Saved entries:
------------------------------------------------

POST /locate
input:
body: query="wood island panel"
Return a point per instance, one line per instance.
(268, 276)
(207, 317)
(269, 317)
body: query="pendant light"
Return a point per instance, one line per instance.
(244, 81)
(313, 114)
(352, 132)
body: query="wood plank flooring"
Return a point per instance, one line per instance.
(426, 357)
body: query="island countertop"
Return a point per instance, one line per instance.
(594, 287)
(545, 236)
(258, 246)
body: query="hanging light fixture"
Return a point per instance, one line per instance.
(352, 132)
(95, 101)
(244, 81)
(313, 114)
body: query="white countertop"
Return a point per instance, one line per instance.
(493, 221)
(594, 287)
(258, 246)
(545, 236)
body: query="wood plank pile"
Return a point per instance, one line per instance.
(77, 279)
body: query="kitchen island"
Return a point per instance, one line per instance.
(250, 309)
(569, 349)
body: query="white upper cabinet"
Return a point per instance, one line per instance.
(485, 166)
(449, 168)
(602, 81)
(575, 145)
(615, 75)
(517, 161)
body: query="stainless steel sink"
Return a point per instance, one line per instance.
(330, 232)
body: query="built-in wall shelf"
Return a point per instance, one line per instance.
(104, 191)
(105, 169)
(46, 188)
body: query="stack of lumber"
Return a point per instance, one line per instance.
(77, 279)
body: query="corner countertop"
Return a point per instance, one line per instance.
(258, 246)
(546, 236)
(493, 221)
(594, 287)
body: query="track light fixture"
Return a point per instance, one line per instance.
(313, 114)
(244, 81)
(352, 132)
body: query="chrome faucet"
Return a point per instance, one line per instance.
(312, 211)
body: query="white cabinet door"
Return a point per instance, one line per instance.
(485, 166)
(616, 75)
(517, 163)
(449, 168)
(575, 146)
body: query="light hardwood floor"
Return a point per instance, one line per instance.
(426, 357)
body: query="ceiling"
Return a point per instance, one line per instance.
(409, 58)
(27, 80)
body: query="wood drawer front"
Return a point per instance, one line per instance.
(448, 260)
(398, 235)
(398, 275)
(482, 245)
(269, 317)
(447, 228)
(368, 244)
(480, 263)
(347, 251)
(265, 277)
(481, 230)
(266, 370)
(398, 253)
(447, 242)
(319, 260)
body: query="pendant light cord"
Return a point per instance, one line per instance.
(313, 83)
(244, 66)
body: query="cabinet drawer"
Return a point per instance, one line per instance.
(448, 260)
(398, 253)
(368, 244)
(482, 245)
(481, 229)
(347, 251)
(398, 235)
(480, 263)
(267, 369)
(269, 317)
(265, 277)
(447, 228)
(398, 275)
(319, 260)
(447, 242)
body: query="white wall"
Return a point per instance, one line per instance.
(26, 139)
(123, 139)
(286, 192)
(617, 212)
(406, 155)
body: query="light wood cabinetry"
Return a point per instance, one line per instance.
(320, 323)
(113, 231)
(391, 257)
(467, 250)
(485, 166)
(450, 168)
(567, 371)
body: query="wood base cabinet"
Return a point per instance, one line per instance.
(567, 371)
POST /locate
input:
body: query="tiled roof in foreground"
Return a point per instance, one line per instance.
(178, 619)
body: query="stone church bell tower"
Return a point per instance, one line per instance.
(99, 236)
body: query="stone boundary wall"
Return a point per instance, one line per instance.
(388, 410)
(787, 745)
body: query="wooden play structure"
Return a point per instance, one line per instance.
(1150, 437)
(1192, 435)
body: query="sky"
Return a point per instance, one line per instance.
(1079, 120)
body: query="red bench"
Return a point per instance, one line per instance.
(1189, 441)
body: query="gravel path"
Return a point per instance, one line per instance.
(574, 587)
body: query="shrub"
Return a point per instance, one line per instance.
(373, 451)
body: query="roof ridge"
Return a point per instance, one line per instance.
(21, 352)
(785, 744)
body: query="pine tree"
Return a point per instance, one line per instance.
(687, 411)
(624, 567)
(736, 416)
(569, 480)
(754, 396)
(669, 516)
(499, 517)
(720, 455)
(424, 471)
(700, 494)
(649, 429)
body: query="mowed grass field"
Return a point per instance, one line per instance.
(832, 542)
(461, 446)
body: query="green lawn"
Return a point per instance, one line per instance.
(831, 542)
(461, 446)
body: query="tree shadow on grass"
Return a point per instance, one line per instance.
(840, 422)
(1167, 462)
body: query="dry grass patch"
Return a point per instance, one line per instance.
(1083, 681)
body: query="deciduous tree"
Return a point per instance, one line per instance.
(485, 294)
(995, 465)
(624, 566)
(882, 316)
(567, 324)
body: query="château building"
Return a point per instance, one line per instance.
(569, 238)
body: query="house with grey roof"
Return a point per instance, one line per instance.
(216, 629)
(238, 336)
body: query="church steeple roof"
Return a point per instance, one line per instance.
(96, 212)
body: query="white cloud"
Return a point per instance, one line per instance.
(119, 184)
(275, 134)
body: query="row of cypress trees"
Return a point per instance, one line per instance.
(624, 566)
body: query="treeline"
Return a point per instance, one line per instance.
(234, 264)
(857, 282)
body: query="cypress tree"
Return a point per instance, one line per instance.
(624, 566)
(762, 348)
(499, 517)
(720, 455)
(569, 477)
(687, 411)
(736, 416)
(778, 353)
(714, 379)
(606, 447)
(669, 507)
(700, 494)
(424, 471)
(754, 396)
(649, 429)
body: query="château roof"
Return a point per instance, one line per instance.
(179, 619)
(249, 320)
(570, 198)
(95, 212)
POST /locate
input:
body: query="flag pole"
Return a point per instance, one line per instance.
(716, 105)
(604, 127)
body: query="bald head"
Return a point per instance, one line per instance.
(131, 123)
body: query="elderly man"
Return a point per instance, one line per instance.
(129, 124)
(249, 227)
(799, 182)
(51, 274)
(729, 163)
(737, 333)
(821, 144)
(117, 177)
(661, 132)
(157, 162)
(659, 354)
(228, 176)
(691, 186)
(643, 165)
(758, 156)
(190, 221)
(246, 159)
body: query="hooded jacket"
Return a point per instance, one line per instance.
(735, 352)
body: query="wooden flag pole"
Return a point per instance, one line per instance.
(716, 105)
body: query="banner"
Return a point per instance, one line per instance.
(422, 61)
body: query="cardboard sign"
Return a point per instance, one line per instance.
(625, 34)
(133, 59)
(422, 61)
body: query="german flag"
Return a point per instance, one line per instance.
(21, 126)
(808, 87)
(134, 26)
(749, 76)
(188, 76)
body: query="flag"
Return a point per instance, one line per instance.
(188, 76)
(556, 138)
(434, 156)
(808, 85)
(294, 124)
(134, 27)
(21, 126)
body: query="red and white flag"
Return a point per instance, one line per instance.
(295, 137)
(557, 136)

------------------------------------------------

## Work required
A complete, exact copy of the entries is required.

## Written solution
POST /locate
input:
body: query="wood island panel"
Return a point per instance, one line per instance.
(268, 276)
(207, 317)
(269, 317)
body: query="pendant light"
Return a point per instance, one line per instance.
(244, 81)
(313, 114)
(352, 132)
body: query="wood plank flooring"
Return a point per instance, one line per instance.
(426, 357)
body: query="island countertop"
Return a point per instance, one line per instance.
(594, 287)
(545, 236)
(258, 246)
body: query="hanging light fixture"
Return a point per instance, one line per instance.
(352, 132)
(95, 101)
(244, 81)
(313, 114)
body: query="white countertop"
Return a point per instance, one line per instance.
(493, 221)
(594, 287)
(258, 246)
(545, 236)
body: query="wood plank pile"
Return a point per instance, one line per instance.
(77, 279)
body: query="kitchen island"
Return a point per instance, one line per instance.
(250, 309)
(569, 349)
body: query="white upper cabinet"
Return a point per instance, one line per instance.
(485, 166)
(449, 168)
(602, 81)
(575, 145)
(615, 75)
(517, 161)
body: query="stainless steel sink"
Return a point per instance, one line per instance.
(330, 232)
body: query="built-in wall shelf"
Return a point per instance, one line per instance.
(104, 191)
(105, 169)
(46, 188)
body: query="stack of lumber"
Return a point per instance, one line per instance.
(77, 279)
body: query="corner countertop"
Return a point per instance, one line per instance.
(258, 246)
(546, 236)
(493, 221)
(594, 287)
body: query="track light fixture"
Return a point per instance, one line per instance.
(313, 114)
(244, 81)
(352, 132)
body: query="chrome faucet"
Return a point per instance, one line per instance.
(312, 211)
body: query="white cabinet door"
Return a point per instance, one line per instance.
(485, 166)
(616, 75)
(517, 163)
(449, 168)
(575, 146)
body: query="light hardwood floor"
Return a point per instance, one line per instance.
(426, 357)
body: query="ceiling"
Return a point per instance, one line per instance.
(409, 58)
(27, 80)
body: query="wood drawer front"
Return a point per instance, one line per instance.
(448, 260)
(398, 235)
(398, 275)
(482, 245)
(269, 317)
(447, 228)
(368, 244)
(480, 263)
(347, 251)
(265, 277)
(481, 230)
(266, 370)
(398, 253)
(447, 242)
(319, 260)
body: query="pendant light cord"
Return a point per instance, one line per instance.
(313, 83)
(244, 66)
body: query="cabinet drawer"
Return a point per instance, one line per instance.
(448, 260)
(398, 253)
(368, 244)
(482, 245)
(481, 229)
(347, 251)
(398, 235)
(480, 263)
(267, 369)
(269, 317)
(265, 277)
(447, 228)
(398, 275)
(319, 260)
(447, 242)
body: query="white wall"
Return a point per instance, one line per instance.
(26, 139)
(123, 139)
(286, 192)
(617, 212)
(406, 155)
body: query="light wood cabinetry"
Return a point per instance, one line per instance.
(320, 323)
(113, 231)
(391, 257)
(467, 250)
(485, 166)
(450, 168)
(567, 371)
body: query="wood base cabinet"
Return a point per instance, one line per instance.
(567, 371)
POST /locate
input:
body: query="tiled roof in foreground"
Return a point per instance, one line per instance.
(178, 619)
body: query="stone church bell tower"
Return a point per instance, one line per instance.
(99, 236)
body: query="stone boundary wall"
Return a point per instance, one line per instance.
(388, 410)
(787, 745)
body: query="wooden play structure"
Return a point per instance, one line per instance.
(1150, 437)
(1192, 435)
body: query="sky"
Return a point per instance, one line per instance.
(1079, 120)
body: query="red bench"
Return a point per instance, one line per instance.
(1189, 441)
body: query="gravel path"
Return a point per instance, one line per instance.
(574, 587)
body: query="shrub"
Return a point per instance, one line per instance.
(373, 451)
body: query="roof ridge"
Return a point per instance, one line per instance.
(21, 352)
(785, 744)
body: query="pine tree"
Return a point per instance, one line per instance.
(687, 411)
(624, 567)
(736, 416)
(569, 480)
(754, 396)
(669, 516)
(499, 517)
(720, 455)
(424, 471)
(700, 494)
(649, 429)
body: query="mowed grass field"
Return a point per instance, one line per instance.
(832, 542)
(461, 446)
body: query="green lawn"
Return a point per instance, one line per instance.
(831, 542)
(461, 446)
body: query="tree shadow on grass"
Return a point per instance, one line per instance.
(840, 422)
(1167, 462)
body: query="dry grass patch"
Return a point per instance, one line per instance.
(1083, 681)
body: query="deciduous tree"
Return a point per instance, one line per instance.
(485, 294)
(995, 465)
(624, 566)
(882, 316)
(567, 324)
body: query="château building"
Return a point per instance, one line per instance.
(569, 238)
body: query="house with grey roof"
Return a point per instance, one line per instance.
(216, 629)
(238, 336)
body: query="church steeple roof"
Return a point per instance, one line per instance.
(96, 212)
body: query="white cloud"
Return a point per instance, one line per instance.
(119, 184)
(275, 134)
body: query="row of cypress trees"
Return a point per instance, one line per instance.
(624, 566)
body: query="treeline"
Return a point per instance, one line per instance.
(234, 264)
(857, 282)
body: query="cypress tree"
Return a point per instance, one line per instance.
(624, 566)
(762, 348)
(499, 517)
(720, 455)
(569, 477)
(687, 411)
(736, 416)
(778, 353)
(714, 379)
(606, 447)
(669, 507)
(700, 494)
(424, 471)
(754, 396)
(649, 429)
body: query="château roof"
Return a point per instance, one line per instance.
(179, 619)
(249, 320)
(570, 198)
(95, 212)
POST /locate
input:
body: query="flag pole"
Return a point per instance, one line per instance.
(716, 105)
(604, 127)
body: query="bald head"
Return a point per instance, one line per instance.
(131, 123)
body: query="elderly man"
Return a point per instance, one line per instance.
(129, 124)
(249, 227)
(799, 182)
(51, 274)
(729, 163)
(737, 333)
(821, 144)
(117, 177)
(661, 132)
(157, 162)
(659, 354)
(228, 176)
(691, 186)
(643, 165)
(758, 156)
(190, 221)
(246, 159)
body: query="hooded jacket"
Return a point per instance, one line per instance.
(735, 352)
body: query="wooden flag pole"
Return a point per instance, one line per instance.
(716, 105)
body: query="banner"
Return a point per instance, one line per instance.
(422, 61)
body: query="cardboard sign"
Return a point per instance, one line per instance.
(625, 34)
(133, 59)
(422, 61)
body: query="german flag"
Return a point per instance, one line per instance.
(21, 126)
(808, 87)
(134, 26)
(749, 76)
(188, 76)
body: query="flag"
Return a point per instance, one line per instance.
(188, 76)
(556, 138)
(434, 156)
(808, 85)
(294, 124)
(134, 27)
(21, 126)
body: query="red and white flag"
Return a point per instance, one line per instance.
(295, 137)
(557, 136)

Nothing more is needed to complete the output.